## TEXT SEGMENT
╔══

This passage is a quotation from Śrīmad-Bhāgavatam (SB 5.6.18). While Śukadeva Gosvāmī was describing the character of Ṛṣabhadeva, he distinguished between bhakti-yoga and liberation by reciting this verse. In relationship with the Yadus and Pāṇḍavas, the Lord acted sometimes as their master, sometimes as their advisor, sometimes as their friend, sometimes as the head of their family and sometimes even as their servant. Kṛṣṇa once had to carry out an order of Yudhiṣṭhira’s by carrying a letter Yudhiṣṭhira had written to Duryodhana regarding peace negotiations. Similarly, He also became the chariot driver of Arjuna. This illustrates that in bhakti-yoga there is a relationship established between the Supreme Personality of Godhead and the devotee. Such a relationship is established in the transcendental mellows known as dāsya, sakhya, vātsalya and mādhurya. If a devotee wants simple liberation, he gets it very easily from the Supreme Personality of Godhead, as confirmed by Bilvamaṅgala Ṭhākura. Muktiḥ svayaṁ mukulitāñjali sevate ’smān: for a devotee, mukti is not very important because mukti is always standing on his doorstep waiting to serve him in some way. A devotee, therefore, must be attracted by the behavior of the inhabitants of Vṛndāvana, who live in a relationship with Kṛṣṇa. The land, water, cows, trees and flowers serve Kṛṣṇa in śānta-rasa, His servants serve Him in dāsya-rasa, and His cowherd friends serve Him in sakhya-rasa. Similarly, the elder gopīs and gopas serve Kṛṣṇa as father and mother, uncle and other relatives, and the young gopīs, the cowherd girls, serve Kṛṣṇa in conjugal love.

╚══

## WORK INSTRUCTIONS
According to the bhakti-yoga passage, in which rasa do Kṛṣṇa's cowherd friends serve Him? The material that comes after the bhakti-yoga passage is separate from it.

## DATA SUPPLIED

╔══

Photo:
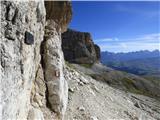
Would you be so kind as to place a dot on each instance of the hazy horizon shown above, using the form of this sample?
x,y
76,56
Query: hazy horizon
x,y
119,26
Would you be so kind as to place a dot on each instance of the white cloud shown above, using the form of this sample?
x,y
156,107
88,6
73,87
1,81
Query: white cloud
x,y
144,42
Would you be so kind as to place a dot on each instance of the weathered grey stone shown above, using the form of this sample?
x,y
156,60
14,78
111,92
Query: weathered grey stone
x,y
11,11
18,61
53,69
10,32
78,47
35,114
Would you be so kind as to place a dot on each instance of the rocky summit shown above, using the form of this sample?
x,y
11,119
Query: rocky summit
x,y
78,47
38,80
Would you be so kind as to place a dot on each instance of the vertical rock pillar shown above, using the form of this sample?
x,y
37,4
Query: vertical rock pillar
x,y
58,17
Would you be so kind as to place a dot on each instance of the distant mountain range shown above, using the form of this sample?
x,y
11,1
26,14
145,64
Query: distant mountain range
x,y
145,63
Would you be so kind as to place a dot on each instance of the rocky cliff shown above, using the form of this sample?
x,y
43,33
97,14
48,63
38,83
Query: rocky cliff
x,y
31,69
78,47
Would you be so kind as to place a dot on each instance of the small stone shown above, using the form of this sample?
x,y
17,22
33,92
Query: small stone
x,y
29,38
94,118
10,32
71,90
81,83
11,12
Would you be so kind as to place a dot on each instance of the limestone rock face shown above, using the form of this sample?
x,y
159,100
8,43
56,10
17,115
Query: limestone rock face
x,y
78,47
31,67
60,12
53,69
18,60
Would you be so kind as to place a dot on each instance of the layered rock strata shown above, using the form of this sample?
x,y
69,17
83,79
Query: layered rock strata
x,y
31,67
78,47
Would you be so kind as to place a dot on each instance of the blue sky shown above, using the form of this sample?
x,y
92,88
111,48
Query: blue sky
x,y
119,26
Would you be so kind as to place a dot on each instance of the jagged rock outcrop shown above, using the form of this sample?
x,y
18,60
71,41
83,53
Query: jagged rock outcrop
x,y
60,12
58,17
78,47
31,67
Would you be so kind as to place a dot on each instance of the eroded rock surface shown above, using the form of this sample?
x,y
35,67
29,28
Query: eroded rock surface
x,y
19,61
32,87
78,47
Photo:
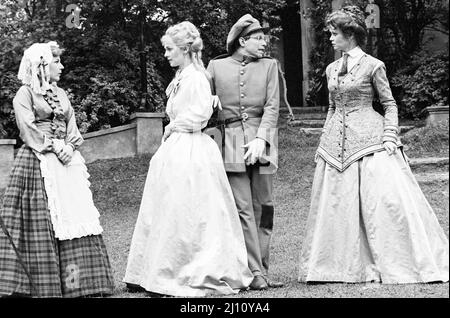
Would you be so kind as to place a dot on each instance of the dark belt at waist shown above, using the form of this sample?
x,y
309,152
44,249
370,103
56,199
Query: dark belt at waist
x,y
243,117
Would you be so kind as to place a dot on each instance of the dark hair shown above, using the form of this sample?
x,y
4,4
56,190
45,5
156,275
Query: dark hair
x,y
351,21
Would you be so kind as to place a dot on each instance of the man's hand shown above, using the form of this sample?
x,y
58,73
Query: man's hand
x,y
255,150
66,154
390,147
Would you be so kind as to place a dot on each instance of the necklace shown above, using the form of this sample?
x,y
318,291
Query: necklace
x,y
59,120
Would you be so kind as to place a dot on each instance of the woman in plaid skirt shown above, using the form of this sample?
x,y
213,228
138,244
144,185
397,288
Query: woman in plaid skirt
x,y
50,243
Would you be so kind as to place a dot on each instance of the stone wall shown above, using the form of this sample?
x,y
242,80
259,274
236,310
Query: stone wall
x,y
142,136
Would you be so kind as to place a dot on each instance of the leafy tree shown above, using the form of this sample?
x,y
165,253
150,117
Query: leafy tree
x,y
102,54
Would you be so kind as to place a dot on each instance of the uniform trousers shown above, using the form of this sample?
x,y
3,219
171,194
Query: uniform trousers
x,y
252,192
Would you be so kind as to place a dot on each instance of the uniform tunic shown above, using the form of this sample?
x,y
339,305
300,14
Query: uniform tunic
x,y
250,88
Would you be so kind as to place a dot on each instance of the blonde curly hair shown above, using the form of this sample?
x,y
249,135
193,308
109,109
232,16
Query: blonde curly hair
x,y
185,35
351,21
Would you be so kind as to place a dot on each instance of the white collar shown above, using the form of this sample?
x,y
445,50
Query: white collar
x,y
355,53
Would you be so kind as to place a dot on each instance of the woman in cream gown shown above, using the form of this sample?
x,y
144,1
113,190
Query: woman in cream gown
x,y
188,239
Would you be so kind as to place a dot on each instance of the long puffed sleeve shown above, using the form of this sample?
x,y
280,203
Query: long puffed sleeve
x,y
272,104
194,103
26,122
73,135
383,90
331,104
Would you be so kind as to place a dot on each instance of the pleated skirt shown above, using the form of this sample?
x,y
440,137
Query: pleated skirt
x,y
58,268
372,222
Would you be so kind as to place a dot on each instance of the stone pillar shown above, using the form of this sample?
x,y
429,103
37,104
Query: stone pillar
x,y
437,114
6,160
307,38
149,131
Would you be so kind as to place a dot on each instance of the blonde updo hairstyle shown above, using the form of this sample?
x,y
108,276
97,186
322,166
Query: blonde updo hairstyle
x,y
351,21
186,36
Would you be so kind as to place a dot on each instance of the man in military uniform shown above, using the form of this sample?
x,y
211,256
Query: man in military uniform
x,y
247,85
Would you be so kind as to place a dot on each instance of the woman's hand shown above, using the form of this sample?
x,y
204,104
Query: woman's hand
x,y
216,102
390,147
66,154
167,132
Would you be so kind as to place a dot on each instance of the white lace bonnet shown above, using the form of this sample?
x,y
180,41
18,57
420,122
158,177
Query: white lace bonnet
x,y
35,61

╚══

## SOLUTION TO THIS EXERCISE
They serve Him in sakhya-rasa.